>>>
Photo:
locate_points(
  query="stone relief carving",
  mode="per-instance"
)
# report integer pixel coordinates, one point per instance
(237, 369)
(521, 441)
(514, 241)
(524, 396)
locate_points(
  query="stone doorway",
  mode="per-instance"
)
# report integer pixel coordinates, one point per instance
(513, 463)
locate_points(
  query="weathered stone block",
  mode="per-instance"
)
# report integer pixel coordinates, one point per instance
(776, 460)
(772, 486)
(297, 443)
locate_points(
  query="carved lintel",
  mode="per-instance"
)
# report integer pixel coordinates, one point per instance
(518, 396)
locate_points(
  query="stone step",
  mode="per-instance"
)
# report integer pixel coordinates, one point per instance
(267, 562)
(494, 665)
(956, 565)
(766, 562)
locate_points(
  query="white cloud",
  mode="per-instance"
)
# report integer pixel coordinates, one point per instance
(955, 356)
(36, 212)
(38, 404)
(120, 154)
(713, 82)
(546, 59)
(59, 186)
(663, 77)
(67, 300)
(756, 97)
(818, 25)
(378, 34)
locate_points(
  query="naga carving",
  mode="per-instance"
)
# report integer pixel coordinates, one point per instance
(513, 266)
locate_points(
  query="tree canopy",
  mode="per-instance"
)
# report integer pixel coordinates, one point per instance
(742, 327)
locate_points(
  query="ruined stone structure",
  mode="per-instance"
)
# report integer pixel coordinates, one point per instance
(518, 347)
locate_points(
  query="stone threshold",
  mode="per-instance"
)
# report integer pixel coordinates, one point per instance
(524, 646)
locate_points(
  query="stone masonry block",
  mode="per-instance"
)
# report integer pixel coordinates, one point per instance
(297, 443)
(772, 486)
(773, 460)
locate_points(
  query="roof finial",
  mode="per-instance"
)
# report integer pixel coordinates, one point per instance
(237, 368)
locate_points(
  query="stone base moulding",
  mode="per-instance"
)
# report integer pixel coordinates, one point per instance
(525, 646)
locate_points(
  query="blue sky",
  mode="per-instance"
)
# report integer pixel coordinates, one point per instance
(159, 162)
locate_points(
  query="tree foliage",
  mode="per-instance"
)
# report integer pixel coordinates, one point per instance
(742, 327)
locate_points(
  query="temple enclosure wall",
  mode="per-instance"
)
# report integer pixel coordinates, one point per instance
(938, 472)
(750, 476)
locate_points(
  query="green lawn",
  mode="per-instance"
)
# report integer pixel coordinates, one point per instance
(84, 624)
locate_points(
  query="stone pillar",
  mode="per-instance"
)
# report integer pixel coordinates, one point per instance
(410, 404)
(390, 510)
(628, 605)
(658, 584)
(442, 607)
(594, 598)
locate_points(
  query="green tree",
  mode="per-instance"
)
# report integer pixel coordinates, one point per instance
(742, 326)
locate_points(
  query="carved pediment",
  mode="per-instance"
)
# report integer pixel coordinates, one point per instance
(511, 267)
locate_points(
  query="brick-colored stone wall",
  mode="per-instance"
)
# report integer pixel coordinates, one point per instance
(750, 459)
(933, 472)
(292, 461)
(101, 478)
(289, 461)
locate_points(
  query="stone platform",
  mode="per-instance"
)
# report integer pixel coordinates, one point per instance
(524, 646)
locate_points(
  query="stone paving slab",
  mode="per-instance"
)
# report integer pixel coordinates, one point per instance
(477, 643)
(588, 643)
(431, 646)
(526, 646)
<<<
> **Given request**:
Return all of the entries exactly as written.

> **Response below**:
Photo:
locate_points(
  query="stone relief carving",
  mode="per-instance"
)
# report integer pixel coordinates, one point per instance
(237, 369)
(521, 441)
(514, 241)
(524, 396)
locate_points(
  query="stone doorway",
  mode="per-instance"
)
# report integer pixel coordinates, one point per instance
(513, 463)
locate_points(
  query="weathered stone block",
  mode="per-instance"
)
# report integer pixel coordinates, one point per instance
(776, 460)
(772, 486)
(297, 443)
locate_points(
  query="carved lintel",
  mode="per-instance"
)
# report integer pixel coordinates, one point per instance
(518, 396)
locate_points(
  query="stone step",
  mode="per-instance"
)
# report integer pixel coordinates, one point per instance
(267, 562)
(494, 665)
(956, 565)
(766, 562)
locate_points(
  query="white cloud",
  mode="per-instance"
)
# report integer pixel coordinates, one point per instance
(955, 356)
(36, 212)
(38, 404)
(120, 154)
(713, 82)
(546, 59)
(59, 186)
(663, 77)
(67, 300)
(756, 97)
(818, 25)
(378, 34)
locate_points(
  query="naga carving",
  mode="per-instance"
)
# report integer pixel coordinates, one point per instance
(513, 266)
locate_points(
  query="tree canopy",
  mode="per-instance"
)
# report integer pixel coordinates, one point per instance
(742, 327)
locate_points(
  query="ruined stone structure",
  mode="per-instance"
)
# report integer pixel coordinates, one point per instance
(518, 347)
locate_points(
  query="stone threshold",
  mode="per-instance"
)
# report integer pixel coordinates, one point per instance
(524, 646)
locate_points(
  query="stone masonry block",
  mode="per-instance"
)
# report integer pixel coordinates, one point per instance
(297, 443)
(772, 486)
(773, 460)
locate_points(
  query="roof finial",
  mode="per-instance"
)
# report integer pixel coordinates, one point per instance
(237, 368)
locate_points(
  query="stone base moulding",
  mode="per-instance"
)
# report integer pixel coordinates, one point per instance
(525, 646)
locate_points(
  query="blue sky",
  mode="per-instance"
)
# report integer pixel coordinates, one point per instance
(159, 162)
locate_points(
  query="tree foliage",
  mode="per-instance"
)
# report integer pixel coordinates, one point per instance
(742, 327)
locate_points(
  query="temple enclosure wall",
  mode="per-instance"
)
# report integer pixel coordinates, one point per instance
(938, 472)
(750, 476)
locate_points(
  query="green lawn",
  mode="per-instance"
)
# report integer pixel coordinates, one point per instance
(84, 624)
locate_points(
  query="stone pillar",
  mode="per-instance"
)
# report integer pixel coordinates, one point per instance
(410, 404)
(390, 510)
(628, 605)
(658, 584)
(442, 607)
(594, 598)
locate_points(
  query="green tree",
  mode="per-instance"
)
# report integer pixel coordinates, one point per instance
(742, 326)
locate_points(
  query="carved pediment",
  mode="per-instance"
)
# report integer pixel coordinates, one point per instance
(511, 267)
locate_points(
  query="brick-colored stone wall",
  mode="per-instance"
)
# report integer pixel coordinates, one point per instance
(750, 459)
(933, 472)
(292, 461)
(101, 478)
(289, 461)
locate_points(
  query="stone platform",
  mode="per-instance"
)
# report integer pixel coordinates, one point per instance
(524, 646)
locate_points(
  query="stone paving slab",
  mode="per-instance"
)
# report integer pixel coordinates, one point per instance
(477, 643)
(588, 643)
(431, 646)
(526, 646)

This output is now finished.